TEXT:
━━━━━━━━━━━━━━━━

The history of Qatar as the nation we know today dates back to 6000 B.C.
Traces of the first settlers in the Qatari peninsula, located in front of the Persian Gulf, indicate that they were settled in small isolated villages that, in order to subsist, sowed crops using tools made of stone; in addition, they made decorated pottery, of which traces have been found.
These settlements are distinguished as the "Ubaid period", named after a site discovered in southern Mesopotamia, in the place where this type of pottery was found for the first time. This indicates that the ancient inhabitants of that area had ties to the area now known as Iraq. From evidence of inland wells and the cultivation of wild cereals, it is believed that the temperature was much more humid than today.
Of the early maps of Qatar, there is a version of Claudius Ptolemy's geographical chart (100-170), on display in the National Library of Qatar, which notes 'Cathara' as a fort.
Bronze Age remains located near Al Khor on the east coast, especially on Bin Ghannam Island or Purple Island, included large quantities of murrices (small sea snail) shells, used to make a violet dye prized by royalty. In the far west, a Bronze Age settlement was discovered at Ras Brouq and sherds of Barbar Ware pottery (named after a site in Bahrain) dating to 3000 B.C. The largest concentration of Iron Age sites is on the northwest coast of Qatar at Umm al-Ma'a; finds include more than 5,000 stone burials dating from 300 B.C. and A.D. 300.
In 628, Mundhir bin Sawa Al Tamini, the Christian ruler of the Al Hasa region that included the Qatari peninsula, converted to Islam. Only a few sites have been identified from this early Islamic period, suggesting that the peninsula was sparsely populated at that time. During the Umayyad period, between the 7th and mid-8th centuries, Qatar was a center of camel and horse breeding.

━━━━━━━━━━━━━━━━

WHAT TO WORK ON:
1. Please retype the passage on Qatar's early history in full, word for word.
2. How many lines of the records below contain the word "white"? Reply with the number alone.

━━━━━━━━━━━━━━━━

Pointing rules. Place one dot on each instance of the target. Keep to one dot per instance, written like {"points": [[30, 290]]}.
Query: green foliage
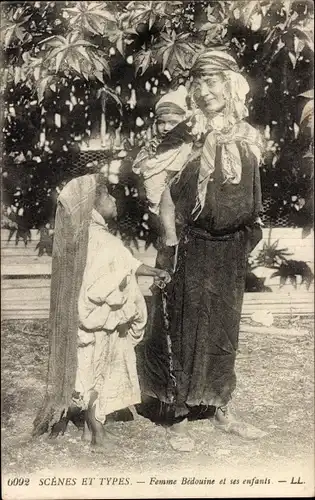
{"points": [[271, 256], [66, 63]]}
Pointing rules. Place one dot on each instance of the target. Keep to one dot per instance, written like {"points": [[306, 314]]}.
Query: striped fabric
{"points": [[231, 161], [73, 215]]}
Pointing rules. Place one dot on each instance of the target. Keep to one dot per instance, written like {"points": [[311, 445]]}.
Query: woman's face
{"points": [[209, 93], [165, 123]]}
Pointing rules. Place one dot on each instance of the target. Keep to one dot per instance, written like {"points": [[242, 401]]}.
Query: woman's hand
{"points": [[162, 278]]}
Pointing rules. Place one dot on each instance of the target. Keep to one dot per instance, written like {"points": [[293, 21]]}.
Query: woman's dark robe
{"points": [[188, 364]]}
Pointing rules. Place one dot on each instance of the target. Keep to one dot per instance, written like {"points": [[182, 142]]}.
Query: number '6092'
{"points": [[18, 481]]}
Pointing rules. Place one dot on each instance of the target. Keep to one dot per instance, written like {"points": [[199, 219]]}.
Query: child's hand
{"points": [[162, 278]]}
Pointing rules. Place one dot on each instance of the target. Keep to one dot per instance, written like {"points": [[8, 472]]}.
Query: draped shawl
{"points": [[75, 204]]}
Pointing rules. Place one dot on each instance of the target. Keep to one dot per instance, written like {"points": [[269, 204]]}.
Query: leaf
{"points": [[59, 58], [292, 59], [307, 112], [83, 52], [206, 27], [142, 60], [248, 10], [41, 87], [309, 94], [175, 50]]}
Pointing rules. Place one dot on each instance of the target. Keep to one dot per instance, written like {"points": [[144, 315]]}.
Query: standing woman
{"points": [[216, 199]]}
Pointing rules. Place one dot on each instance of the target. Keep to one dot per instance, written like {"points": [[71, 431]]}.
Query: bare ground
{"points": [[274, 392]]}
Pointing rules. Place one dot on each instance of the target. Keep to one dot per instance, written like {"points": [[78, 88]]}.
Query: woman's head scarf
{"points": [[225, 128], [173, 103]]}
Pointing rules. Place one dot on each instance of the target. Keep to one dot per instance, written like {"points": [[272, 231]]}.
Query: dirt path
{"points": [[275, 392]]}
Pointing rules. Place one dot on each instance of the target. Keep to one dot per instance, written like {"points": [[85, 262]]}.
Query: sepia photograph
{"points": [[157, 249]]}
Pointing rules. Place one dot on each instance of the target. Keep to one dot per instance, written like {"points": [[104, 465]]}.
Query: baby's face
{"points": [[165, 123]]}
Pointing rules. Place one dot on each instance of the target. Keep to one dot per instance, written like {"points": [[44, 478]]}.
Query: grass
{"points": [[274, 392]]}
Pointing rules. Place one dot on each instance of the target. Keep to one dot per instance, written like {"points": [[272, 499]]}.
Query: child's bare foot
{"points": [[87, 433]]}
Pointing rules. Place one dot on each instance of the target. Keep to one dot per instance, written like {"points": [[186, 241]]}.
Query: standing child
{"points": [[98, 313]]}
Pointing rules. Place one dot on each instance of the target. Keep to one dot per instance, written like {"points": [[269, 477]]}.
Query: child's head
{"points": [[170, 110], [104, 202]]}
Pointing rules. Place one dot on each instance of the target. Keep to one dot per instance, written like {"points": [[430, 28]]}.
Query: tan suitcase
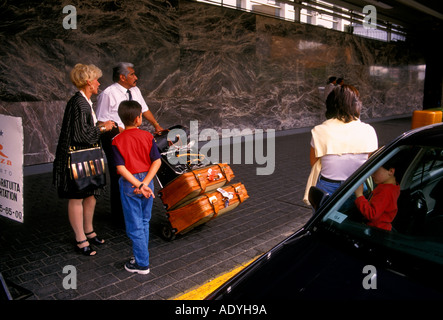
{"points": [[191, 184], [206, 207]]}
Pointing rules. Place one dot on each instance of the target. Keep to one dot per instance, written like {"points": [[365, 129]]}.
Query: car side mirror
{"points": [[317, 197]]}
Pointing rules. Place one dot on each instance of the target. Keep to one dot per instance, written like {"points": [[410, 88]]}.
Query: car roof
{"points": [[431, 135]]}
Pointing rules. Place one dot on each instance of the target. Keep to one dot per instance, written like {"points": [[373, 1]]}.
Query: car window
{"points": [[417, 228]]}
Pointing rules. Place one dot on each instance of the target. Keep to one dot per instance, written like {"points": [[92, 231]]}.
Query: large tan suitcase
{"points": [[204, 208], [191, 184]]}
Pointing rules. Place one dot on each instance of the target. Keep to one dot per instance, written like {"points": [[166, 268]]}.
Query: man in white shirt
{"points": [[123, 88]]}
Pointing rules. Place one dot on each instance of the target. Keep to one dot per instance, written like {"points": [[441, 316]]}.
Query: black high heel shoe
{"points": [[87, 250], [95, 240]]}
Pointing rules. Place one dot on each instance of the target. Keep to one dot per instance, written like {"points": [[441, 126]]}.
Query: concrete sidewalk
{"points": [[33, 254]]}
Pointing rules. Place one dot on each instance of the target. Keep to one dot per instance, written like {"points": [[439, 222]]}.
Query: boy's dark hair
{"points": [[128, 110]]}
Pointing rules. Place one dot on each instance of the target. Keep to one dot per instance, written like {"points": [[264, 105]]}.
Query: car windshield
{"points": [[417, 228]]}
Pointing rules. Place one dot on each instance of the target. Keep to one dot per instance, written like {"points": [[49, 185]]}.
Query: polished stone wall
{"points": [[225, 68]]}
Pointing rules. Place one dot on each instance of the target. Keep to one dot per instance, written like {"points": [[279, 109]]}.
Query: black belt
{"points": [[330, 180]]}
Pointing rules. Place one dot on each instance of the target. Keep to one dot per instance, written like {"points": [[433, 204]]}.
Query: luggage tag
{"points": [[212, 175], [226, 196]]}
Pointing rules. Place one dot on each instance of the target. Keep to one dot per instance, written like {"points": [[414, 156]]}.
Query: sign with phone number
{"points": [[11, 167]]}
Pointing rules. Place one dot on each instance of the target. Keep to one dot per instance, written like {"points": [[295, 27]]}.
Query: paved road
{"points": [[33, 254]]}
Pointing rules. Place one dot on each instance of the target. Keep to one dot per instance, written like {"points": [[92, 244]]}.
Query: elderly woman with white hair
{"points": [[79, 129]]}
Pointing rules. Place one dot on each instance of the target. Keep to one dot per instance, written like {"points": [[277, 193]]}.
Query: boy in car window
{"points": [[380, 208]]}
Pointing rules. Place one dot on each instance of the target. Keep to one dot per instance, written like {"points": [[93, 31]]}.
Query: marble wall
{"points": [[225, 68]]}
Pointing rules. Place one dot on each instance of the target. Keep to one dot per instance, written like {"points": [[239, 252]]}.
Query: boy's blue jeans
{"points": [[137, 211]]}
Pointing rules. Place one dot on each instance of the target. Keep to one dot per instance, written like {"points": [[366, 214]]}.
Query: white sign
{"points": [[11, 167]]}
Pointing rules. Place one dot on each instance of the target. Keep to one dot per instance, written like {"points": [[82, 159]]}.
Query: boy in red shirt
{"points": [[381, 208], [137, 160]]}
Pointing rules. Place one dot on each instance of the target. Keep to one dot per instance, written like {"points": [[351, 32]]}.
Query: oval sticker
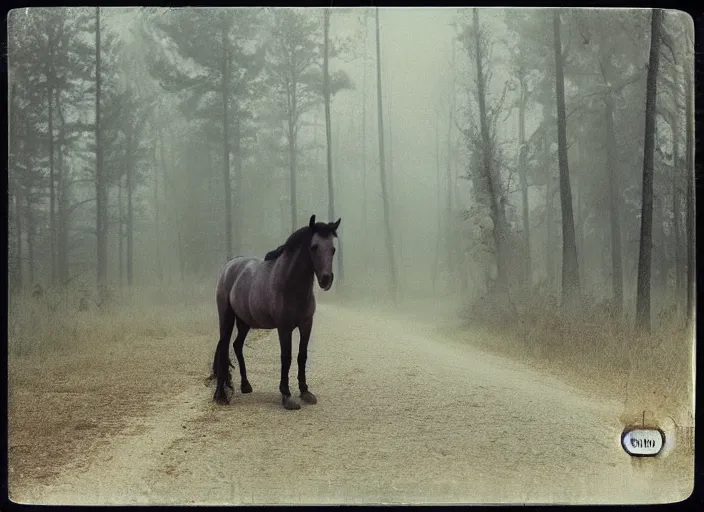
{"points": [[643, 442]]}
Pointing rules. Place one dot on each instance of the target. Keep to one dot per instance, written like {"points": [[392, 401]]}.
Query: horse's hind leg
{"points": [[242, 331], [221, 360]]}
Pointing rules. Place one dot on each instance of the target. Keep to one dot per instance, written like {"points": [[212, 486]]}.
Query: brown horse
{"points": [[274, 293]]}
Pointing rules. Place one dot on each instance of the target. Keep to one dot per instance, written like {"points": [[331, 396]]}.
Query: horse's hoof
{"points": [[221, 399], [290, 404], [309, 398]]}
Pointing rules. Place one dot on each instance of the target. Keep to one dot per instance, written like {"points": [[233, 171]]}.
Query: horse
{"points": [[274, 293]]}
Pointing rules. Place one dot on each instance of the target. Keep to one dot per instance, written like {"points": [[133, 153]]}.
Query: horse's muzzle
{"points": [[325, 281]]}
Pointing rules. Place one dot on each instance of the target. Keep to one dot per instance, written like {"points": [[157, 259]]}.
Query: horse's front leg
{"points": [[288, 402], [304, 329]]}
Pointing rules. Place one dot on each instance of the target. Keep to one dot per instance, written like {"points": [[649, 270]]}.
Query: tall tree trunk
{"points": [[120, 232], [570, 268], [130, 226], [52, 174], [14, 174], [63, 198], [328, 133], [614, 213], [384, 192], [157, 226], [31, 232], [100, 186], [227, 185], [549, 193], [449, 208], [496, 203], [237, 139], [691, 183], [524, 180], [646, 225], [438, 231], [292, 173], [17, 278], [676, 213]]}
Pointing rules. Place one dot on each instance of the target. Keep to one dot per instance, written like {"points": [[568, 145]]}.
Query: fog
{"points": [[439, 217], [538, 170]]}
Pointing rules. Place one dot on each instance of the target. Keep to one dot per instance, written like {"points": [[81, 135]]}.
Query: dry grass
{"points": [[652, 373], [76, 377]]}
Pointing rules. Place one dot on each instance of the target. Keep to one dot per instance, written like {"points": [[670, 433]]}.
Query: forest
{"points": [[549, 155], [515, 257]]}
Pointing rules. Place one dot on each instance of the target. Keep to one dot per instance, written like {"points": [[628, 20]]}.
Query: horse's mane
{"points": [[301, 235]]}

━━━━━━━━━━━━━━━━

RESPONSE LIST:
1.
The history of Qatar as the nation we know today dates back to 6000 B.C.
Traces of the first settlers in the Qatari peninsula, located in front of the Persian Gulf, indicate that they were settled in small isolated villages that, in order to subsist, sowed crops using tools made of stone; in addition, they made decorated pottery, of which traces have been found.
These settlements are distinguished as the "Ubaid period", named after a site discovered in southern Mesopotamia, in the place where this type of pottery was found for the first time. This indicates that the ancient inhabitants of that area had ties to the area now known as Iraq. From evidence of inland wells and the cultivation of wild cereals, it is believed that the temperature was much more humid than today.
Of the early maps of Qatar, there is a version of Claudius Ptolemy's geographical chart (100-170), on display in the National Library of Qatar, which notes 'Cathara' as a fort.
Bronze Age remains located near Al Khor on the east coast, especially on Bin Ghannam Island or Purple Island, included large quantities of murrices (small sea snail) shells, used to make a violet dye prized by royalty. In the far west, a Bronze Age settlement was discovered at Ras Brouq and sherds of Barbar Ware pottery (named after a site in Bahrain) dating to 3000 B.C. The largest concentration of Iron Age sites is on the northwest coast of Qatar at Umm al-Ma'a; finds include more than 5,000 stone burials dating from 300 B.C. and A.D. 300.
In 628, Mundhir bin Sawa Al Tamini, the Christian ruler of the Al Hasa region that included the Qatari peninsula, converted to Islam. Only a few sites have been identified from this early Islamic period, suggesting that the peninsula was sparsely populated at that time. During the Umayyad period, between the 7th and mid-8th centuries, Qatar was a center of camel and horse breeding.

2. 3